▶ **依頼内容 a**
エントリのうち、文字列「ribbon」を含む行をすべて抜き出してください。大文字と小文字は区別するものとします。
───── 抜粋文
1994年の9月下旬、オアシスは母国イギリスを離れ、初の全米ツアーでアメリカ中を回っていた。
デビュー・アルバム『オアシス』(原題: Definitely Maybe)がリリースされたのは約1ヶ月前の8月末。全英チャートで初登場1位を獲得してイギリスで大きな話題となっていたが、バンドはすでに次の目標に向けて動いていた。彼らはオアシスが世界一のロックバンドであることを証明するため、アメリカ、ヨーロッパ、日本などを忙しく飛び回っていたのだ。
このときノエル・ギャラガーは27歳。ロックの世界においては何人ものミュージシャンが亡くなっていることから、あまり縁起がよいとはいえない年齢だが、ノエルにとっては人生が終わるどころか、まさにこれからというところだった。
事件が起きたのは9月29日。この日は、ロサンゼルスの歴史あるナイトクラブ、ウィスキー・ア・ゴー・ゴーで公演だった。
イギリスで噂の新人がどんなものなのかひと目見てみようと、会場には多くの人たちが足を運んでいた。その中にはノエルが敬愛するビートルズの元メンバー、リンゴ・スターの姿もあったという。
──────────
▶ **依頼内容 b**
オアシスに関する抜粋文の「1994年の9月下旬、オアシ」から「ア・ゴー・ゴーで公演だった。」まで(両端を含む)を、「ロサンゼルス」を「ニューヨーク」に置き換えて書き直してください。
───── 演習用入力
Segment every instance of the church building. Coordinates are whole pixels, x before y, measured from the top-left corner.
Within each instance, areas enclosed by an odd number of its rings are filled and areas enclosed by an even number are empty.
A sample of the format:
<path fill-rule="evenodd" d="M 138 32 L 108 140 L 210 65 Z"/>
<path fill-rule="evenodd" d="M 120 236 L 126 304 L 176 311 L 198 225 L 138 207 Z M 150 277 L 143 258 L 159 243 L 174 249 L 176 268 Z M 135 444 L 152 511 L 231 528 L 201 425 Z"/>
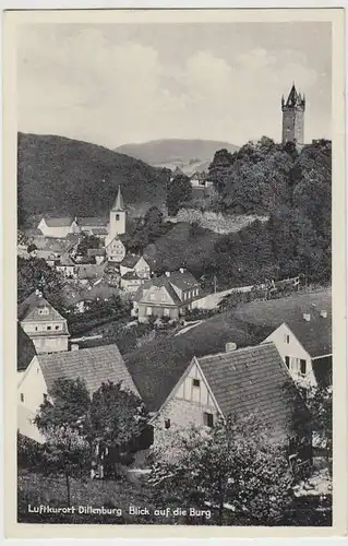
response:
<path fill-rule="evenodd" d="M 293 83 L 287 100 L 281 97 L 283 144 L 287 142 L 293 142 L 298 146 L 304 144 L 304 95 L 298 93 Z"/>

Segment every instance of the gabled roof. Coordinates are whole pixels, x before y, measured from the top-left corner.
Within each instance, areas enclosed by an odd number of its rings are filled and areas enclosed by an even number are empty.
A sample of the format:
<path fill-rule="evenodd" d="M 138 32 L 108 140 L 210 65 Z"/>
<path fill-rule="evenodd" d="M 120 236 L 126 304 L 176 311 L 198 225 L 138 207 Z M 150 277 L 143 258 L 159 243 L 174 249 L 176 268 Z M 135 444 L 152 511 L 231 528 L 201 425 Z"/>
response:
<path fill-rule="evenodd" d="M 117 345 L 37 355 L 48 391 L 59 378 L 83 379 L 92 394 L 103 382 L 122 381 L 123 388 L 139 394 Z"/>
<path fill-rule="evenodd" d="M 117 191 L 117 198 L 112 206 L 112 211 L 124 211 L 124 202 L 121 193 L 121 187 Z"/>
<path fill-rule="evenodd" d="M 71 216 L 56 218 L 44 216 L 44 219 L 49 227 L 69 227 L 73 223 L 73 218 Z"/>
<path fill-rule="evenodd" d="M 106 218 L 100 218 L 98 216 L 79 216 L 76 219 L 80 227 L 106 227 L 108 223 Z"/>
<path fill-rule="evenodd" d="M 139 260 L 141 259 L 142 257 L 140 254 L 127 254 L 123 260 L 121 261 L 121 265 L 123 265 L 124 268 L 135 268 L 135 265 L 137 264 Z M 145 262 L 146 262 L 146 259 L 144 258 Z"/>
<path fill-rule="evenodd" d="M 252 413 L 278 434 L 290 432 L 304 403 L 273 343 L 197 358 L 225 416 Z"/>
<path fill-rule="evenodd" d="M 141 281 L 140 276 L 137 276 L 135 271 L 128 271 L 127 273 L 124 273 L 124 275 L 122 275 L 122 280 L 125 280 L 125 281 L 139 280 L 139 281 Z"/>
<path fill-rule="evenodd" d="M 187 290 L 199 286 L 200 283 L 194 278 L 192 273 L 188 270 L 172 271 L 170 276 L 167 277 L 171 285 L 177 286 L 180 290 Z"/>
<path fill-rule="evenodd" d="M 332 312 L 331 309 L 326 311 L 326 318 L 321 317 L 317 311 L 310 313 L 311 320 L 309 322 L 303 319 L 303 316 L 298 317 L 297 320 L 286 321 L 286 324 L 312 358 L 333 353 Z"/>
<path fill-rule="evenodd" d="M 48 313 L 41 314 L 43 308 L 48 309 Z M 49 320 L 65 320 L 43 296 L 33 292 L 17 307 L 17 317 L 22 322 L 47 322 Z"/>

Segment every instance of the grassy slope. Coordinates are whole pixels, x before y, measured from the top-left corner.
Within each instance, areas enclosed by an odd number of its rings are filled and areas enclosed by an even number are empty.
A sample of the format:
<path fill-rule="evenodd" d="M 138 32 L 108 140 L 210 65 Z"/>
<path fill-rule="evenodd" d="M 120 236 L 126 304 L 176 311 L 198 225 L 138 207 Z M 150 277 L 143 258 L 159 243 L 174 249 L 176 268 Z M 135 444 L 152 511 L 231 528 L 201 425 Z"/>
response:
<path fill-rule="evenodd" d="M 116 151 L 131 155 L 149 164 L 169 164 L 192 159 L 212 161 L 217 150 L 226 147 L 230 152 L 238 146 L 228 142 L 192 139 L 163 139 L 140 144 L 123 144 Z"/>
<path fill-rule="evenodd" d="M 25 215 L 108 214 L 119 185 L 127 204 L 165 200 L 165 175 L 143 162 L 87 142 L 19 133 Z"/>
<path fill-rule="evenodd" d="M 145 248 L 144 254 L 156 259 L 157 264 L 170 271 L 184 266 L 192 273 L 202 272 L 220 237 L 201 227 L 193 233 L 190 224 L 180 223 L 157 239 L 155 245 Z"/>

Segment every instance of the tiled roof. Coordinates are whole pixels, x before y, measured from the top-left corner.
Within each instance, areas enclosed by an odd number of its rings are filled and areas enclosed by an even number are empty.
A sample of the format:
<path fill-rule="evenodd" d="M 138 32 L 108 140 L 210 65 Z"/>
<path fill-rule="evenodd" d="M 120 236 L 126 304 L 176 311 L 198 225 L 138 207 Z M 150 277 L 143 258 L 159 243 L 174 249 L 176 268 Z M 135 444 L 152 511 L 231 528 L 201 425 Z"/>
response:
<path fill-rule="evenodd" d="M 326 309 L 326 318 L 321 317 L 317 311 L 312 312 L 309 322 L 303 317 L 298 318 L 297 321 L 286 321 L 291 332 L 312 358 L 333 353 L 332 312 L 331 309 Z"/>
<path fill-rule="evenodd" d="M 71 226 L 73 218 L 71 216 L 63 216 L 60 218 L 49 218 L 45 216 L 45 222 L 49 227 L 69 227 Z"/>
<path fill-rule="evenodd" d="M 139 394 L 117 345 L 101 345 L 51 355 L 40 354 L 37 358 L 48 391 L 57 379 L 64 377 L 83 379 L 91 394 L 107 381 L 122 381 L 124 388 Z"/>
<path fill-rule="evenodd" d="M 48 309 L 47 314 L 41 314 L 43 308 Z M 17 308 L 17 317 L 21 321 L 37 322 L 50 320 L 65 320 L 43 296 L 33 292 Z"/>
<path fill-rule="evenodd" d="M 304 403 L 273 343 L 208 355 L 197 361 L 225 416 L 254 413 L 275 432 L 284 434 L 305 415 Z"/>
<path fill-rule="evenodd" d="M 98 216 L 87 216 L 87 217 L 82 217 L 79 216 L 77 218 L 77 224 L 80 227 L 106 227 L 107 225 L 107 219 L 106 218 L 100 218 Z"/>
<path fill-rule="evenodd" d="M 105 256 L 105 248 L 88 248 L 88 256 Z"/>
<path fill-rule="evenodd" d="M 127 254 L 121 261 L 121 265 L 124 268 L 135 268 L 140 259 L 140 254 Z"/>

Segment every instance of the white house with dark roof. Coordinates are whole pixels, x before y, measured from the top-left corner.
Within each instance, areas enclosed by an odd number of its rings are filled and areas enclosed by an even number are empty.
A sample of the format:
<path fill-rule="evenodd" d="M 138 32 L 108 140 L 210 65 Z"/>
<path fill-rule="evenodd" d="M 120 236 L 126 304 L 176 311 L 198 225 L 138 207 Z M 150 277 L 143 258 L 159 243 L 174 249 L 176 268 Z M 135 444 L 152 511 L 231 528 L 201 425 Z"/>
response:
<path fill-rule="evenodd" d="M 276 439 L 293 438 L 308 411 L 273 343 L 193 357 L 153 417 L 164 431 L 214 426 L 218 416 L 255 414 Z M 299 419 L 298 422 L 296 419 Z"/>
<path fill-rule="evenodd" d="M 327 384 L 332 375 L 331 308 L 311 307 L 283 322 L 264 343 L 273 342 L 293 380 L 307 388 Z"/>
<path fill-rule="evenodd" d="M 149 260 L 140 254 L 128 253 L 120 263 L 120 273 L 123 276 L 130 272 L 136 273 L 140 278 L 149 278 L 152 274 Z"/>
<path fill-rule="evenodd" d="M 19 306 L 22 329 L 34 343 L 37 353 L 68 351 L 69 330 L 64 319 L 39 290 Z"/>
<path fill-rule="evenodd" d="M 149 317 L 178 320 L 187 310 L 193 309 L 200 298 L 200 283 L 181 268 L 146 281 L 135 294 L 133 314 L 137 312 L 139 322 L 147 322 Z"/>
<path fill-rule="evenodd" d="M 92 395 L 103 382 L 121 382 L 139 395 L 117 345 L 104 345 L 55 355 L 35 355 L 17 384 L 17 430 L 43 441 L 33 418 L 57 379 L 84 380 Z M 55 403 L 55 401 L 52 401 Z"/>

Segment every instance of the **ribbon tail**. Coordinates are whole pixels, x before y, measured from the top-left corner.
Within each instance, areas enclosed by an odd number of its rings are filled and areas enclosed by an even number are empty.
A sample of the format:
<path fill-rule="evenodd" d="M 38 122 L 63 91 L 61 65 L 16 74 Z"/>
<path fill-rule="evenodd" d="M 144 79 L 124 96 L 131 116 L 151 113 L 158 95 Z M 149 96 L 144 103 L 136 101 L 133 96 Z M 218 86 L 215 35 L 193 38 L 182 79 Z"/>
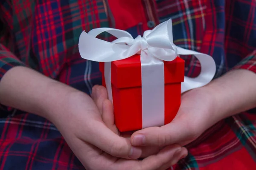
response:
<path fill-rule="evenodd" d="M 212 57 L 209 55 L 179 47 L 177 47 L 177 48 L 178 54 L 193 55 L 201 65 L 201 72 L 198 76 L 195 78 L 185 76 L 184 82 L 181 83 L 181 93 L 204 86 L 212 79 L 216 72 L 215 63 Z"/>

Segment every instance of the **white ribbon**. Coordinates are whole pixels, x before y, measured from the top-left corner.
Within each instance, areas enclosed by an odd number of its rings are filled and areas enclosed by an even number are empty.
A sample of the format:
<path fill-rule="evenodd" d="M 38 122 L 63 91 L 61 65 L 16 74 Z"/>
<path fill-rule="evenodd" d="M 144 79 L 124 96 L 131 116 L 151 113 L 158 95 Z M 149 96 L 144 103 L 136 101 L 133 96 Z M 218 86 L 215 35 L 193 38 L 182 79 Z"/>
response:
<path fill-rule="evenodd" d="M 104 32 L 117 39 L 110 42 L 96 38 Z M 79 38 L 79 48 L 82 58 L 105 62 L 104 76 L 109 99 L 112 102 L 111 62 L 140 54 L 143 128 L 164 125 L 163 61 L 172 61 L 178 55 L 194 55 L 200 62 L 200 74 L 193 78 L 184 77 L 184 82 L 181 83 L 182 93 L 208 84 L 216 71 L 215 62 L 211 56 L 177 47 L 173 43 L 171 19 L 152 30 L 146 31 L 143 37 L 139 36 L 135 39 L 128 32 L 109 28 L 94 29 L 88 34 L 83 31 Z"/>

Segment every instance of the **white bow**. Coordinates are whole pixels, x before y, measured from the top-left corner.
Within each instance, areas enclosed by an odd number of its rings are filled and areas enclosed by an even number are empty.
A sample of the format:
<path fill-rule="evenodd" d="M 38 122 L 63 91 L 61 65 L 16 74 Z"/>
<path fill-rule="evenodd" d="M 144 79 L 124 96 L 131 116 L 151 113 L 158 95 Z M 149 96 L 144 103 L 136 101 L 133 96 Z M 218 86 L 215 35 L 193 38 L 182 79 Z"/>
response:
<path fill-rule="evenodd" d="M 105 31 L 117 39 L 109 42 L 96 38 Z M 105 62 L 104 76 L 109 99 L 112 102 L 111 62 L 140 54 L 143 128 L 164 124 L 163 61 L 172 61 L 179 55 L 194 55 L 201 62 L 200 74 L 194 78 L 185 76 L 184 82 L 181 83 L 181 93 L 208 83 L 216 71 L 215 62 L 211 56 L 186 50 L 173 44 L 171 20 L 152 30 L 145 31 L 143 37 L 139 36 L 135 39 L 125 31 L 109 28 L 93 29 L 88 34 L 83 31 L 80 37 L 79 48 L 82 58 Z"/>
<path fill-rule="evenodd" d="M 110 42 L 96 38 L 105 31 L 117 39 Z M 143 37 L 139 36 L 135 39 L 127 31 L 109 28 L 94 29 L 88 34 L 83 31 L 80 37 L 79 48 L 82 58 L 101 62 L 122 60 L 136 54 L 141 54 L 141 60 L 148 64 L 159 60 L 172 61 L 180 55 L 194 55 L 200 62 L 201 72 L 195 78 L 185 77 L 181 93 L 208 84 L 216 71 L 215 62 L 211 56 L 177 47 L 173 43 L 171 19 L 152 30 L 146 31 Z"/>

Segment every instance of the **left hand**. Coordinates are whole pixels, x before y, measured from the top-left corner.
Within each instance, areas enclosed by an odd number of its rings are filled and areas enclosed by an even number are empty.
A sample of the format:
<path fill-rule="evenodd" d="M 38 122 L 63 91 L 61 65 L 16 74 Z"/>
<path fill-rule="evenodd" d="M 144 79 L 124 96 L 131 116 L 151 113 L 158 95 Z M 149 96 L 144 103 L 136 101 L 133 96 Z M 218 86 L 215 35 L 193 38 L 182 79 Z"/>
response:
<path fill-rule="evenodd" d="M 106 88 L 102 86 L 97 85 L 94 86 L 93 88 L 92 98 L 97 106 L 100 112 L 102 113 L 102 120 L 107 127 L 119 136 L 130 139 L 131 136 L 132 134 L 132 132 L 121 133 L 119 131 L 115 125 L 112 105 L 111 102 L 108 99 L 108 94 Z M 172 145 L 175 145 L 175 144 Z M 156 154 L 161 150 L 162 147 L 158 146 L 142 147 L 140 158 L 146 158 L 151 155 Z M 174 156 L 173 157 L 173 162 L 176 163 L 175 160 L 178 161 L 180 158 L 184 157 L 184 155 L 187 154 L 187 149 L 183 147 L 180 154 Z"/>
<path fill-rule="evenodd" d="M 184 146 L 192 142 L 219 120 L 212 94 L 212 91 L 204 87 L 184 94 L 177 115 L 171 123 L 135 132 L 131 137 L 132 145 L 162 147 L 174 144 Z"/>

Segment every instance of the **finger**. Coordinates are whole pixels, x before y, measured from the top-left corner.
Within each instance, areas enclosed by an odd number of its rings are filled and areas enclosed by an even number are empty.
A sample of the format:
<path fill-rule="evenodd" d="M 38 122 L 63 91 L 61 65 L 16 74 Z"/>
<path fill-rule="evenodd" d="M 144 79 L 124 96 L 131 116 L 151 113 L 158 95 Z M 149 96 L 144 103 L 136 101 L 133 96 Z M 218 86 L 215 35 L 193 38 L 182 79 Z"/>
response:
<path fill-rule="evenodd" d="M 101 114 L 102 114 L 103 101 L 108 99 L 106 88 L 101 85 L 95 85 L 93 87 L 91 96 Z"/>
<path fill-rule="evenodd" d="M 157 154 L 141 161 L 140 170 L 165 170 L 177 162 L 177 159 L 174 158 L 180 156 L 182 150 L 176 144 L 166 147 Z"/>
<path fill-rule="evenodd" d="M 151 127 L 135 132 L 131 136 L 133 146 L 156 146 L 160 147 L 194 137 L 193 130 L 188 128 L 184 121 L 177 120 L 161 127 Z"/>
<path fill-rule="evenodd" d="M 115 133 L 119 134 L 119 131 L 114 124 L 113 108 L 111 102 L 109 100 L 105 99 L 103 102 L 102 118 L 103 122 L 108 128 Z"/>
<path fill-rule="evenodd" d="M 145 158 L 151 155 L 156 154 L 159 152 L 160 149 L 159 147 L 156 146 L 142 147 L 140 158 Z"/>
<path fill-rule="evenodd" d="M 87 122 L 87 129 L 83 134 L 84 136 L 80 137 L 81 140 L 86 139 L 86 142 L 114 156 L 132 159 L 140 157 L 141 149 L 132 146 L 129 139 L 113 132 L 106 126 L 101 118 L 91 120 Z"/>
<path fill-rule="evenodd" d="M 172 159 L 172 160 L 167 164 L 162 166 L 159 170 L 166 170 L 171 167 L 172 166 L 177 164 L 179 161 L 185 158 L 188 154 L 188 151 L 185 147 L 183 147 L 180 153 L 176 153 Z"/>

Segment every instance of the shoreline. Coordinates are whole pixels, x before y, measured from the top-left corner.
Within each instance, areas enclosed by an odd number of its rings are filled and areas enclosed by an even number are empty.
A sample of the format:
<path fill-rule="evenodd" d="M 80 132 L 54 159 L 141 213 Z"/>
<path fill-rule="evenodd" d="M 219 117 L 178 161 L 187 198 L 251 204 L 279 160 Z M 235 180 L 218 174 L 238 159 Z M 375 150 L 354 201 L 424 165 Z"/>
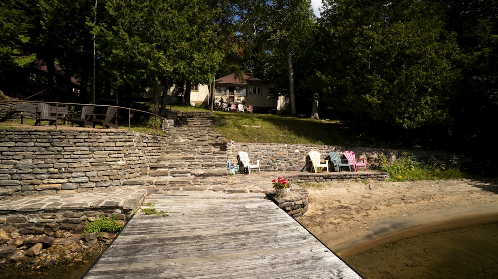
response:
<path fill-rule="evenodd" d="M 334 182 L 308 191 L 296 220 L 338 256 L 418 235 L 498 222 L 498 183 Z"/>
<path fill-rule="evenodd" d="M 394 223 L 378 223 L 371 234 L 352 239 L 335 247 L 333 251 L 341 257 L 350 257 L 415 236 L 498 223 L 498 208 L 489 205 L 463 210 L 454 209 L 436 212 L 428 217 L 427 214 L 420 214 Z"/>

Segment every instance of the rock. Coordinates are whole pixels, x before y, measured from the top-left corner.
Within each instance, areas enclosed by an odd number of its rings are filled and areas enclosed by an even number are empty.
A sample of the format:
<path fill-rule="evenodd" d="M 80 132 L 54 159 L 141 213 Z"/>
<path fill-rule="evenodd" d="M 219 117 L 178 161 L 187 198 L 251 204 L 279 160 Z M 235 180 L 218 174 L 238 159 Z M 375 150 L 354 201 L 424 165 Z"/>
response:
<path fill-rule="evenodd" d="M 12 245 L 0 246 L 0 257 L 11 254 L 15 251 L 15 246 Z"/>
<path fill-rule="evenodd" d="M 116 234 L 112 232 L 101 232 L 100 234 L 105 239 L 114 239 L 116 237 Z"/>
<path fill-rule="evenodd" d="M 23 228 L 19 231 L 22 234 L 43 234 L 43 230 L 38 228 Z"/>
<path fill-rule="evenodd" d="M 20 262 L 24 257 L 24 254 L 20 251 L 18 251 L 14 254 L 9 257 L 8 259 L 13 263 Z"/>
<path fill-rule="evenodd" d="M 15 246 L 16 247 L 18 247 L 19 246 L 22 245 L 24 243 L 24 237 L 17 237 L 15 239 L 12 239 L 9 242 L 8 245 Z"/>
<path fill-rule="evenodd" d="M 90 240 L 92 240 L 93 239 L 97 239 L 97 233 L 91 232 L 89 233 L 85 233 L 85 234 L 83 235 L 83 239 L 85 239 L 85 241 L 88 242 Z"/>
<path fill-rule="evenodd" d="M 73 235 L 66 238 L 57 238 L 54 240 L 53 245 L 62 245 L 70 244 L 73 242 L 79 241 L 81 238 L 81 236 L 79 234 L 73 234 Z"/>
<path fill-rule="evenodd" d="M 86 226 L 86 224 L 80 224 L 73 231 L 73 233 L 81 233 L 83 232 L 83 230 L 85 229 L 85 226 Z"/>
<path fill-rule="evenodd" d="M 54 233 L 53 236 L 57 238 L 61 238 L 62 237 L 62 236 L 64 235 L 64 234 L 66 232 L 67 232 L 67 231 L 63 229 L 60 229 L 56 231 Z"/>
<path fill-rule="evenodd" d="M 55 264 L 55 261 L 53 260 L 49 260 L 43 263 L 43 266 L 47 268 L 51 268 Z"/>
<path fill-rule="evenodd" d="M 43 249 L 43 244 L 42 243 L 36 243 L 31 248 L 26 251 L 25 255 L 30 257 L 37 256 L 41 253 L 41 250 Z"/>
<path fill-rule="evenodd" d="M 83 238 L 87 242 L 87 245 L 90 247 L 94 247 L 99 242 L 99 240 L 97 238 L 96 232 L 85 233 L 83 235 Z"/>
<path fill-rule="evenodd" d="M 51 237 L 46 235 L 35 236 L 32 238 L 29 238 L 24 240 L 24 244 L 25 245 L 32 246 L 36 243 L 40 243 L 43 245 L 45 248 L 49 247 L 52 245 L 54 240 Z"/>
<path fill-rule="evenodd" d="M 7 243 L 10 240 L 10 236 L 4 229 L 0 229 L 0 245 Z"/>

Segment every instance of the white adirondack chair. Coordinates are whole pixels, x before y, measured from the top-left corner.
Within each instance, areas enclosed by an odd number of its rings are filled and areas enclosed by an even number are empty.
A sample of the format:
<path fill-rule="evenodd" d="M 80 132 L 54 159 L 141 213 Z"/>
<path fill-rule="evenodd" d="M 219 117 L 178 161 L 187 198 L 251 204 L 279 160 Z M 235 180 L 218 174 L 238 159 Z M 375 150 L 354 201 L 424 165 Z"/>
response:
<path fill-rule="evenodd" d="M 317 173 L 317 170 L 318 168 L 320 168 L 320 171 L 321 171 L 322 168 L 327 168 L 327 172 L 329 172 L 329 160 L 320 160 L 320 154 L 319 152 L 312 151 L 308 153 L 308 155 L 310 157 L 310 160 L 311 161 L 311 163 L 313 164 L 311 170 L 315 169 L 315 173 Z M 321 164 L 320 162 L 325 162 L 325 163 Z"/>
<path fill-rule="evenodd" d="M 257 160 L 255 164 L 251 164 L 250 160 L 249 160 L 249 156 L 248 153 L 245 152 L 241 151 L 239 152 L 239 160 L 242 164 L 242 167 L 248 169 L 248 172 L 250 175 L 251 169 L 257 169 L 257 170 L 261 174 L 261 169 L 259 168 L 259 160 Z"/>

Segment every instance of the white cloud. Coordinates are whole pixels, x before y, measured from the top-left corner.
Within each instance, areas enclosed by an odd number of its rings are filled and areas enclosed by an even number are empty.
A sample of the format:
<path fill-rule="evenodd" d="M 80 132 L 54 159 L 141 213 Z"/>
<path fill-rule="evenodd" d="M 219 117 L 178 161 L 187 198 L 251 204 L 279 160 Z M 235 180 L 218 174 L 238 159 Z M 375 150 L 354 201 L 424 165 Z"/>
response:
<path fill-rule="evenodd" d="M 317 17 L 320 17 L 320 11 L 318 8 L 322 7 L 322 0 L 311 0 L 311 6 L 313 7 L 313 12 Z"/>

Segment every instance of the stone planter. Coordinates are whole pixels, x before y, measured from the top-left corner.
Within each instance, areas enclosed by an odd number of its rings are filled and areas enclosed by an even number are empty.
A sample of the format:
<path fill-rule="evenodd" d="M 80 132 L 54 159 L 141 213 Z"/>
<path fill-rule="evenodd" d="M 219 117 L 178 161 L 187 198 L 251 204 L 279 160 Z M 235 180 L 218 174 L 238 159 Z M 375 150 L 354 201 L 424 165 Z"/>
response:
<path fill-rule="evenodd" d="M 279 189 L 278 193 L 280 194 L 280 197 L 287 197 L 290 195 L 290 187 Z"/>

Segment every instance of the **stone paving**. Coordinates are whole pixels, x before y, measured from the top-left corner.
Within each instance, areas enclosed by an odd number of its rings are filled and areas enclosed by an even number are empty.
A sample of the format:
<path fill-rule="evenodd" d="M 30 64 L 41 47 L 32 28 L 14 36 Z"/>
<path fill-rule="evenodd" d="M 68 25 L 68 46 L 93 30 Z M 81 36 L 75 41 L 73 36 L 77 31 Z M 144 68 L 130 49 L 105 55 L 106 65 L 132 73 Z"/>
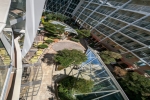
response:
<path fill-rule="evenodd" d="M 55 46 L 56 45 L 56 46 Z M 42 63 L 42 70 L 43 70 L 43 78 L 42 83 L 39 89 L 39 92 L 36 96 L 33 96 L 32 100 L 56 100 L 54 99 L 54 84 L 53 84 L 53 75 L 60 74 L 59 71 L 55 71 L 55 66 L 52 62 L 52 55 L 56 54 L 56 51 L 62 50 L 64 48 L 69 49 L 78 49 L 84 51 L 84 47 L 79 43 L 75 43 L 72 41 L 64 40 L 59 41 L 58 43 L 53 43 L 49 46 L 49 49 L 45 52 L 45 61 Z M 61 48 L 61 49 L 59 49 Z M 56 50 L 56 51 L 55 51 Z M 51 58 L 51 59 L 49 59 Z"/>

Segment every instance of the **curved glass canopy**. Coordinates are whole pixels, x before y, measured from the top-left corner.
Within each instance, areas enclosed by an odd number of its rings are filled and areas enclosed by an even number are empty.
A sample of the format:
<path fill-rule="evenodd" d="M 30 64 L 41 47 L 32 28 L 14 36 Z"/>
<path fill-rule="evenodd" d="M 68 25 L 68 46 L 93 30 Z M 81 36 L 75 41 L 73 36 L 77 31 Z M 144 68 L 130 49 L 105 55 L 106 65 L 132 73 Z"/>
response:
<path fill-rule="evenodd" d="M 99 55 L 88 48 L 87 60 L 80 65 L 76 77 L 94 81 L 91 93 L 74 94 L 78 100 L 128 100 L 128 97 L 103 63 Z"/>

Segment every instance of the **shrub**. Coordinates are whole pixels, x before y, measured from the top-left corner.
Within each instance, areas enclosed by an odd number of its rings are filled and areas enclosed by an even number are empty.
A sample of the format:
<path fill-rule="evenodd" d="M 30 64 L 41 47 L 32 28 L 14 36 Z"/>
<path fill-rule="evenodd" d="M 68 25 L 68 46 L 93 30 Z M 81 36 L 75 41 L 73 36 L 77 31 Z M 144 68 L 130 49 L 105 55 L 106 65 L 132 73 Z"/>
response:
<path fill-rule="evenodd" d="M 75 39 L 75 38 L 71 38 L 70 40 L 75 41 L 75 42 L 79 42 L 79 39 Z"/>
<path fill-rule="evenodd" d="M 38 48 L 40 49 L 45 49 L 47 48 L 48 46 L 46 44 L 41 44 L 41 45 L 38 45 Z"/>
<path fill-rule="evenodd" d="M 46 43 L 50 44 L 53 42 L 53 40 L 45 40 Z"/>

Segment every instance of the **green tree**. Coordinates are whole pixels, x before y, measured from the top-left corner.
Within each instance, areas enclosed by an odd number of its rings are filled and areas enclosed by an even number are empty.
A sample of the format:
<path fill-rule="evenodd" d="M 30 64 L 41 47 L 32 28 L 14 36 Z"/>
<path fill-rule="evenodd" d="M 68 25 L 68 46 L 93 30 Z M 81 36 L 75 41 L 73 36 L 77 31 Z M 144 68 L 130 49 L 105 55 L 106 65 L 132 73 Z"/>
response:
<path fill-rule="evenodd" d="M 45 49 L 47 48 L 48 46 L 46 44 L 41 44 L 41 45 L 38 45 L 38 48 L 40 49 Z"/>
<path fill-rule="evenodd" d="M 45 22 L 44 29 L 49 32 L 50 34 L 60 35 L 65 32 L 65 27 L 59 24 L 52 24 L 49 22 Z"/>
<path fill-rule="evenodd" d="M 105 64 L 110 64 L 112 62 L 116 62 L 115 59 L 122 58 L 119 53 L 112 52 L 112 51 L 102 51 L 99 53 L 99 55 Z"/>
<path fill-rule="evenodd" d="M 71 64 L 81 64 L 86 61 L 87 57 L 82 51 L 67 50 L 58 51 L 58 54 L 54 56 L 55 62 L 59 63 L 63 67 L 69 67 Z"/>
<path fill-rule="evenodd" d="M 89 93 L 92 91 L 94 82 L 68 76 L 59 82 L 58 94 L 61 100 L 74 100 L 73 93 Z"/>
<path fill-rule="evenodd" d="M 150 80 L 136 72 L 130 72 L 120 81 L 130 100 L 150 100 Z"/>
──────────
▶ **回答 a**
Segment every instance of the **ribbon tail**. Coordinates are whole pixels, x before y, measured from the top-left corner.
Segment every instance of the **white ribbon**. Coordinates are whole pixels, x before y, measured from the top-left corner.

▶ **回答 b**
1994年の9月下旬、オアシスは母国イギリスを離れ、初の全米ツアーでアメリカ中を回っていた。
デビュー・アルバム『オアシス』(原題: Definitely Maybe)がリリースされたのは約1ヶ月前の8月末。全英チャートで初登場1位を獲得してイギリスで大きな話題となっていたが、バンドはすでに次の目標に向けて動いていた。彼らはオアシスが世界一のロックバンドであることを証明するため、アメリカ、ヨーロッパ、日本などを忙しく飛び回っていたのだ。
このときノエル・ギャラガーは27歳。ロックの世界においては何人ものミュージシャンが亡くなっていることから、あまり縁起がよいとはいえない年齢だが、ノエルにとっては人生が終わるどころか、まさにこれからというところだった。
事件が起きたのは9月29日。この日は、ニューヨークの歴史あるナイトクラブ、ウィスキー・ア・ゴー・ゴーで公演だった。